- Exercise directions
Copy these rows word for word, but leave the pictures out.

- Entries from a pointing dataset
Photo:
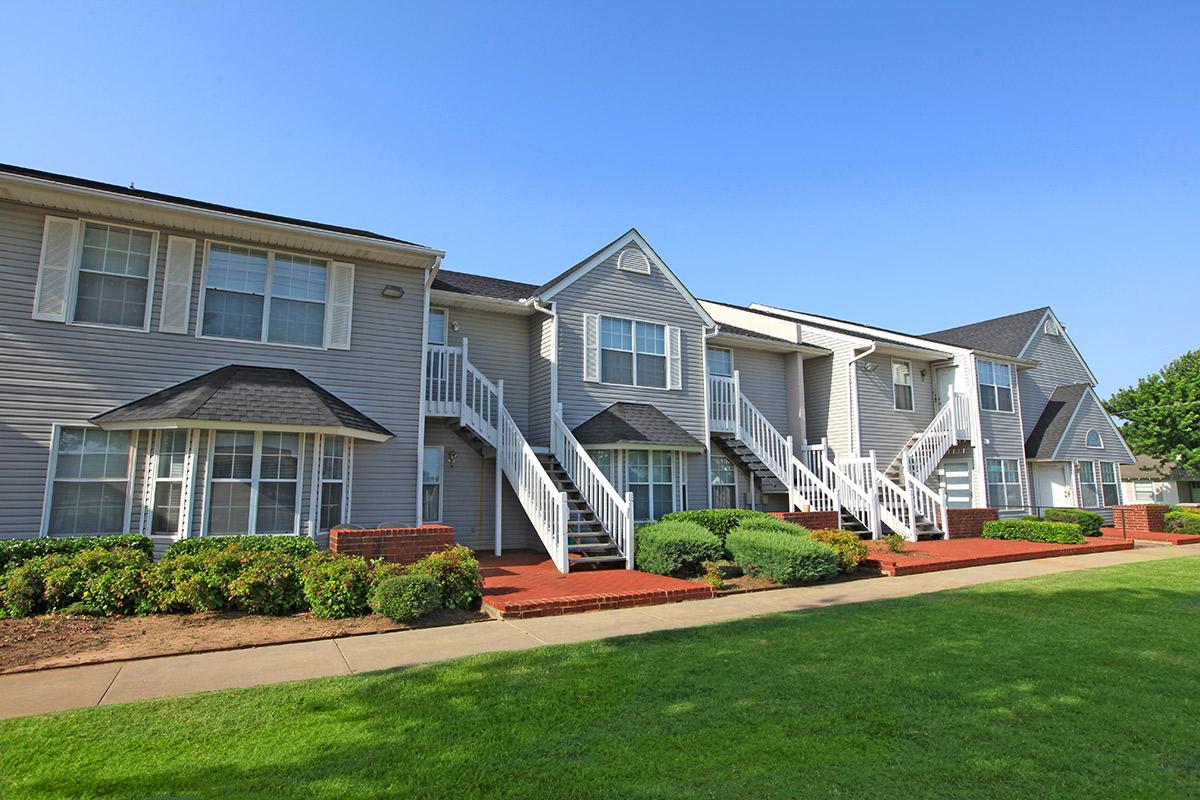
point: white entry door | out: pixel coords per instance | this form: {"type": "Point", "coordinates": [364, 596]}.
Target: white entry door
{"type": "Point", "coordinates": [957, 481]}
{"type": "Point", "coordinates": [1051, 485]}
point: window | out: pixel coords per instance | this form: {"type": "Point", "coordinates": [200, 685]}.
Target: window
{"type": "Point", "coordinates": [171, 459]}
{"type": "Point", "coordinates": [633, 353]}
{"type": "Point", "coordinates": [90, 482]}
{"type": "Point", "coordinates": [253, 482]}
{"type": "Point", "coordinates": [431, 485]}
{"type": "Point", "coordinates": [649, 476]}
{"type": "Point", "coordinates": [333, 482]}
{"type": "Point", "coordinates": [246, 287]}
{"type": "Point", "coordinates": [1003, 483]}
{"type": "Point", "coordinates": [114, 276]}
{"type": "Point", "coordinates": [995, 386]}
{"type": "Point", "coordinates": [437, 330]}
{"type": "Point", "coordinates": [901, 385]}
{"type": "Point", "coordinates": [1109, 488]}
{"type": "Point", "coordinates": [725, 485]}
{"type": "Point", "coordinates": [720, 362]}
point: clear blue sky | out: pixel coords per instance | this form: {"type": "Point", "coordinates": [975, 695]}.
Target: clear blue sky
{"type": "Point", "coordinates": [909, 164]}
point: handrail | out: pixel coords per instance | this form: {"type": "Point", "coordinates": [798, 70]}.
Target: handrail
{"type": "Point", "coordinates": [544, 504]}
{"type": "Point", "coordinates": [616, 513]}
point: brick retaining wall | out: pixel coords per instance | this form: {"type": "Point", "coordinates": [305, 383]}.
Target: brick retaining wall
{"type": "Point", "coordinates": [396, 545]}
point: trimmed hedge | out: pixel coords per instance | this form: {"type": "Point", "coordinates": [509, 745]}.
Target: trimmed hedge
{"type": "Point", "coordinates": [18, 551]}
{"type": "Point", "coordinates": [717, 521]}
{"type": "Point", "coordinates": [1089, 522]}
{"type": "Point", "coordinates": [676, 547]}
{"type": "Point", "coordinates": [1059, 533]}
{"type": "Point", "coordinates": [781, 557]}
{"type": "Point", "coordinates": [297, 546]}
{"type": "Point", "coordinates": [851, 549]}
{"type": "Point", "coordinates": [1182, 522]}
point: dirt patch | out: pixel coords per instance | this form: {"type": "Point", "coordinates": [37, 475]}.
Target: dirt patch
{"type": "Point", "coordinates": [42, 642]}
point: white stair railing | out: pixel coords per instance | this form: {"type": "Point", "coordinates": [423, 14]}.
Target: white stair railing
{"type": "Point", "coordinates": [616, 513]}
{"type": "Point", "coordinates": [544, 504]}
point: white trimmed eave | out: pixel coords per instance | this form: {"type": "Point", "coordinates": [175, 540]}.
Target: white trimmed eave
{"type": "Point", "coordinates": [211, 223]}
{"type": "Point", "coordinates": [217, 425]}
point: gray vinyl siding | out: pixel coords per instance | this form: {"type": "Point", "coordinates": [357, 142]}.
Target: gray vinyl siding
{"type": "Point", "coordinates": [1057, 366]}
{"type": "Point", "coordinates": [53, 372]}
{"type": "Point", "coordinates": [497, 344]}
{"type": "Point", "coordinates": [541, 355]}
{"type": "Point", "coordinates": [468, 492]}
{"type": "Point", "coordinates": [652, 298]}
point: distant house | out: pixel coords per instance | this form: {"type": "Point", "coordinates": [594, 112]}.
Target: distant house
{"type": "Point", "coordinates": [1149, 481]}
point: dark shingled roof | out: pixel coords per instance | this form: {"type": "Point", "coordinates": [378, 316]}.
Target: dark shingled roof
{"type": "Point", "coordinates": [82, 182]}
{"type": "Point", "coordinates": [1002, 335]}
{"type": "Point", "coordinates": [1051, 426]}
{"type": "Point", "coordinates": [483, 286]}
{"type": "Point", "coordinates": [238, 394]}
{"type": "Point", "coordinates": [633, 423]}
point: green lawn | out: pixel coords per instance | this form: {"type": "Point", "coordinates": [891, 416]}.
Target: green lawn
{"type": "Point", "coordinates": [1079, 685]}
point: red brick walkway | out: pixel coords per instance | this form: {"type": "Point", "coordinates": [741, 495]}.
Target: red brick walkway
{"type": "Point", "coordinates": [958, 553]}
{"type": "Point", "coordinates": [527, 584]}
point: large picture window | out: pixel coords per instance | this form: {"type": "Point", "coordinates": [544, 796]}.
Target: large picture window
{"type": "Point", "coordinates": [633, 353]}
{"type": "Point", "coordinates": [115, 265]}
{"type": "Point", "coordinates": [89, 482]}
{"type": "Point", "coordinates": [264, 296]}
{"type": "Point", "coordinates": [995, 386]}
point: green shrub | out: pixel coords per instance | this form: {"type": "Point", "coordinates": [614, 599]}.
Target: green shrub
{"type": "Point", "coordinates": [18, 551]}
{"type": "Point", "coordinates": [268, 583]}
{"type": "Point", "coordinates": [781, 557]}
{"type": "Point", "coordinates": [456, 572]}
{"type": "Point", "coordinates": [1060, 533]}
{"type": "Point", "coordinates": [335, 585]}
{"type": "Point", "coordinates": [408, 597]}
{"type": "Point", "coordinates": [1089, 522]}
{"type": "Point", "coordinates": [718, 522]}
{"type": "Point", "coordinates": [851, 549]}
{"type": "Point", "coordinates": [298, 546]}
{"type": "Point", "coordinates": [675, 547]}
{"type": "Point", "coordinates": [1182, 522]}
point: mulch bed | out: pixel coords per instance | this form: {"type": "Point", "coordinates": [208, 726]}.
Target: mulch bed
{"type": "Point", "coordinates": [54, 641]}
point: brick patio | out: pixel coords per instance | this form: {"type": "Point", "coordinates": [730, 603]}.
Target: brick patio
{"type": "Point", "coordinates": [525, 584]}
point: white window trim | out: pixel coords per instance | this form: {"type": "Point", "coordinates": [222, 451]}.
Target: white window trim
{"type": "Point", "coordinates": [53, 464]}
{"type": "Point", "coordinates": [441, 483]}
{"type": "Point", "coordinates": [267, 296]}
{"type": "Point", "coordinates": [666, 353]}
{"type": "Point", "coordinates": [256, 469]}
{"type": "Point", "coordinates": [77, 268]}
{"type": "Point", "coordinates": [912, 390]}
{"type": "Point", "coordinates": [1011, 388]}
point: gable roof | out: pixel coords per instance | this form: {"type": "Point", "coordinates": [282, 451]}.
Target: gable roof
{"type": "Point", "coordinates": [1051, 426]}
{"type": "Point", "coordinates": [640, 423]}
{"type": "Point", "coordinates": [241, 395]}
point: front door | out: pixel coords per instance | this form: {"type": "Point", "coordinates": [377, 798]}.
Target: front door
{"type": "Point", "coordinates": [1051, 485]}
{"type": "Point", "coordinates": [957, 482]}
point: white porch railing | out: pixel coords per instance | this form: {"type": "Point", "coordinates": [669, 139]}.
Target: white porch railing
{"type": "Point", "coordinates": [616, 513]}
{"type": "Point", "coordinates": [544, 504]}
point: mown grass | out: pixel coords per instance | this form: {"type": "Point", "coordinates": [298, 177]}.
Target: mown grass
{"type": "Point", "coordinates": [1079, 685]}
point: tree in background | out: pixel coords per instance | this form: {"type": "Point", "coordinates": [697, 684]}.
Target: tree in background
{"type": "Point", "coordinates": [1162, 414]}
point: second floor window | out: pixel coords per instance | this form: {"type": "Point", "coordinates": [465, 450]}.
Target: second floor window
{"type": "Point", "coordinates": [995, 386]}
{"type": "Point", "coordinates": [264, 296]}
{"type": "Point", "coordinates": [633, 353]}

- The reply
Photo:
point: white entry door | out: pixel coords per instance | this form: {"type": "Point", "coordinates": [364, 596]}.
Target: white entry door
{"type": "Point", "coordinates": [957, 481]}
{"type": "Point", "coordinates": [1051, 485]}
point: window | out: pixel coords per instance | this form: {"type": "Point", "coordinates": [200, 685]}.
Target: window
{"type": "Point", "coordinates": [171, 459]}
{"type": "Point", "coordinates": [633, 353]}
{"type": "Point", "coordinates": [90, 482]}
{"type": "Point", "coordinates": [253, 482]}
{"type": "Point", "coordinates": [431, 485]}
{"type": "Point", "coordinates": [649, 476]}
{"type": "Point", "coordinates": [333, 482]}
{"type": "Point", "coordinates": [246, 287]}
{"type": "Point", "coordinates": [1003, 483]}
{"type": "Point", "coordinates": [114, 276]}
{"type": "Point", "coordinates": [995, 386]}
{"type": "Point", "coordinates": [437, 330]}
{"type": "Point", "coordinates": [901, 385]}
{"type": "Point", "coordinates": [1109, 488]}
{"type": "Point", "coordinates": [725, 485]}
{"type": "Point", "coordinates": [720, 362]}
point: clear blue sky | out: pixel coords per instance | this form: {"type": "Point", "coordinates": [975, 695]}.
Target: clear blue sky
{"type": "Point", "coordinates": [909, 164]}
point: handrail | out: pixel coords per instance | this form: {"type": "Point", "coordinates": [798, 70]}.
Target: handrail
{"type": "Point", "coordinates": [544, 504]}
{"type": "Point", "coordinates": [616, 513]}
point: brick retaining wall | out: pixel coords per instance | this form: {"type": "Point", "coordinates": [305, 383]}.
Target: brick retaining wall
{"type": "Point", "coordinates": [396, 545]}
point: trimmed hedge | out: pixel coords per instance | this form: {"type": "Point", "coordinates": [509, 745]}.
Target: trimmed hedge
{"type": "Point", "coordinates": [18, 551]}
{"type": "Point", "coordinates": [717, 521]}
{"type": "Point", "coordinates": [1089, 522]}
{"type": "Point", "coordinates": [676, 547]}
{"type": "Point", "coordinates": [1059, 533]}
{"type": "Point", "coordinates": [781, 557]}
{"type": "Point", "coordinates": [297, 546]}
{"type": "Point", "coordinates": [851, 549]}
{"type": "Point", "coordinates": [1182, 522]}
point: dirt patch | out: pixel coords per instance | this form: {"type": "Point", "coordinates": [37, 475]}.
Target: dirt patch
{"type": "Point", "coordinates": [42, 642]}
point: white stair railing | out: pixel coords per instance | this form: {"type": "Point", "coordinates": [423, 14]}.
Target: white stair railing
{"type": "Point", "coordinates": [616, 513]}
{"type": "Point", "coordinates": [544, 504]}
point: white trimmed eave | out: pixel coords per instance | this form: {"type": "Point", "coordinates": [175, 540]}.
Target: white trimmed eave
{"type": "Point", "coordinates": [211, 223]}
{"type": "Point", "coordinates": [217, 425]}
point: gray vinyl siding | out: pixel coords per instance | this form: {"type": "Point", "coordinates": [357, 142]}.
Target: gray vinyl siding
{"type": "Point", "coordinates": [1057, 366]}
{"type": "Point", "coordinates": [53, 372]}
{"type": "Point", "coordinates": [497, 344]}
{"type": "Point", "coordinates": [541, 355]}
{"type": "Point", "coordinates": [468, 492]}
{"type": "Point", "coordinates": [652, 298]}
point: distant house | out: pixel coords per instance | this form: {"type": "Point", "coordinates": [594, 112]}.
Target: distant house
{"type": "Point", "coordinates": [1149, 481]}
point: dark shingled roof | out: pixel coords per instance | this form: {"type": "Point", "coordinates": [378, 316]}.
Target: dark shingled roof
{"type": "Point", "coordinates": [82, 182]}
{"type": "Point", "coordinates": [1002, 335]}
{"type": "Point", "coordinates": [1051, 426]}
{"type": "Point", "coordinates": [483, 286]}
{"type": "Point", "coordinates": [238, 394]}
{"type": "Point", "coordinates": [633, 423]}
point: green lawn | out: pixel coords per instance | this form: {"type": "Point", "coordinates": [891, 416]}.
Target: green lawn
{"type": "Point", "coordinates": [1079, 685]}
point: red brick walkway | out: pixel coords per instance | this form: {"type": "Point", "coordinates": [741, 495]}.
Target: red brick walkway
{"type": "Point", "coordinates": [958, 553]}
{"type": "Point", "coordinates": [527, 584]}
point: large picture window | out: pixel coords per instance | this form: {"type": "Point", "coordinates": [544, 796]}.
Target: large picture window
{"type": "Point", "coordinates": [633, 353]}
{"type": "Point", "coordinates": [115, 265]}
{"type": "Point", "coordinates": [89, 482]}
{"type": "Point", "coordinates": [264, 296]}
{"type": "Point", "coordinates": [995, 386]}
point: green shrub | out: pixel coords per instance | this form: {"type": "Point", "coordinates": [614, 599]}.
Target: green shrub
{"type": "Point", "coordinates": [18, 551]}
{"type": "Point", "coordinates": [268, 583]}
{"type": "Point", "coordinates": [781, 557]}
{"type": "Point", "coordinates": [456, 572]}
{"type": "Point", "coordinates": [1060, 533]}
{"type": "Point", "coordinates": [335, 585]}
{"type": "Point", "coordinates": [408, 597]}
{"type": "Point", "coordinates": [1089, 522]}
{"type": "Point", "coordinates": [718, 522]}
{"type": "Point", "coordinates": [851, 549]}
{"type": "Point", "coordinates": [298, 546]}
{"type": "Point", "coordinates": [675, 547]}
{"type": "Point", "coordinates": [1182, 522]}
point: mulch bed | out: pixel coords per instance | this form: {"type": "Point", "coordinates": [208, 726]}.
Target: mulch bed
{"type": "Point", "coordinates": [54, 641]}
point: brick patio | out: pixel coords per instance | this form: {"type": "Point", "coordinates": [730, 603]}.
Target: brick patio
{"type": "Point", "coordinates": [525, 584]}
point: white window trim | out: pixel coords per instance | this form: {"type": "Point", "coordinates": [222, 451]}.
Target: white window trim
{"type": "Point", "coordinates": [53, 464]}
{"type": "Point", "coordinates": [441, 483]}
{"type": "Point", "coordinates": [267, 296]}
{"type": "Point", "coordinates": [666, 353]}
{"type": "Point", "coordinates": [256, 469]}
{"type": "Point", "coordinates": [77, 268]}
{"type": "Point", "coordinates": [912, 390]}
{"type": "Point", "coordinates": [1011, 388]}
point: gable roof | out: pixel coords per instance | this form: {"type": "Point", "coordinates": [282, 451]}.
Target: gable roof
{"type": "Point", "coordinates": [1051, 426]}
{"type": "Point", "coordinates": [640, 423]}
{"type": "Point", "coordinates": [241, 395]}
point: front door | out: pixel coords per instance | this form: {"type": "Point", "coordinates": [377, 798]}.
Target: front door
{"type": "Point", "coordinates": [1051, 485]}
{"type": "Point", "coordinates": [957, 482]}
point: white porch railing | out: pixel coords per instance | this form: {"type": "Point", "coordinates": [669, 139]}.
Target: white porch railing
{"type": "Point", "coordinates": [616, 513]}
{"type": "Point", "coordinates": [544, 504]}
point: mown grass | out: pixel coords per instance | this form: {"type": "Point", "coordinates": [298, 177]}.
Target: mown grass
{"type": "Point", "coordinates": [1079, 685]}
point: tree in background | out: pixel coords per instance | this form: {"type": "Point", "coordinates": [697, 684]}.
Target: tree in background
{"type": "Point", "coordinates": [1162, 414]}
point: second floor window | out: pixel coords per instance | this form: {"type": "Point", "coordinates": [465, 450]}.
Target: second floor window
{"type": "Point", "coordinates": [995, 386]}
{"type": "Point", "coordinates": [264, 296]}
{"type": "Point", "coordinates": [633, 353]}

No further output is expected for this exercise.